● Source passage:
———

Is anyone ready to challenge Red Bull? Team-by-team F1 testing review · RaceFans

In less than a week’s time, the first points of the 2023 Formula 1 world championship will have been awarded in Bahrain.

To prepare for F1’s longest-ever season, the 10 teams and 20 drivers have only been afforded a single three-day test – at the circuit where they will race next weekend.

As ever, it is near-impossible to establish any kind of ranking of the teams from how each of them chose to spend their three days of track time. But that does not mean that some teams will not be feeling more encouraged than others about their new cars heading into a whole new season.

Here is your guide to how testing went for all ten Formula 1 teams – and how they each feel about their own performance during the pre-season.

Red Bull

Sergio Perez, Red Bull, Bahrain International Circuit, 2023 pre-season test

Combined testing laps: 413 – 2,235km (5th)
Max Verstappen: 1’32.837 (11th) – 204 laps (10th)
Sergio Perez: 1’30.305 (1st) – 209 laps (9th)

It’s a good life, being a member of the Red Bull Racing Formula 1 team. Reigning double world champions. Winners of 30 of the last 50 grands prix contested. And after pre-season testing, the clear favourites to kick off 2023 as the team to beat once more.

The champions burst out of the gate with supreme confidence. It was warranted, as they went quickest two out of the three days of running including Sergio Perez setting comfortably the fastest time of the test on the final day – better than Charles Leclerc’s pole time from last year’s Bahrain Grand Prix.

But the most ominous signs came at the start of the second day. Verstappen casually strolled out of the garage and immediately beat his best time from the first day with his very first timed lap. Such instant speed, coupled with no notable reliability problems, will strike genuine dread into the hearts of Ferrari, Mercedes and the rest of the field before the season has even begun.

———

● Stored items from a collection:

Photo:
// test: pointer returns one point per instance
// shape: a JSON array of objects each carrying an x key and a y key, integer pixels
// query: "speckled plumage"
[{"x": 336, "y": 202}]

———

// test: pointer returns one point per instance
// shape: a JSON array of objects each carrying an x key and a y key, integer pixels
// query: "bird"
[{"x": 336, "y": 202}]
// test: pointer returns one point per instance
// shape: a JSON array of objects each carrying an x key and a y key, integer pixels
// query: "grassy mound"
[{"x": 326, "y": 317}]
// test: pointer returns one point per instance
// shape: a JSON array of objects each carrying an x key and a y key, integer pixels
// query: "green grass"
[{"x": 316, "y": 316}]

———

● Tasks to carry out:
(1) According to the F1 testing review, which driver set the fastest time of the test, and on which day?
(2) Pull out every line of the listing that contains the string "query". Treat the match as case-sensitive.

● Solution set:
(1) Sergio Perez set the fastest time of the test, on the final day.

(2)
// query: "speckled plumage"
// query: "bird"
// query: "grassy mound"
// query: "green grass"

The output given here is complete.